- **Record excerpts**
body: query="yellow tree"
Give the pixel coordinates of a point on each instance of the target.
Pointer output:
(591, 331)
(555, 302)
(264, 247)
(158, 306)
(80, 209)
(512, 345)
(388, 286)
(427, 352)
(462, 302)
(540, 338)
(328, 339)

- **What the task requires**
Give back the whole listing, word for word.

- **Answer to the exercise**
body: query="yellow tree"
Give the pixel coordinates of a point on each instance of the target.
Pointer output:
(591, 331)
(555, 302)
(264, 247)
(158, 306)
(80, 209)
(512, 345)
(388, 286)
(427, 352)
(462, 302)
(540, 338)
(328, 339)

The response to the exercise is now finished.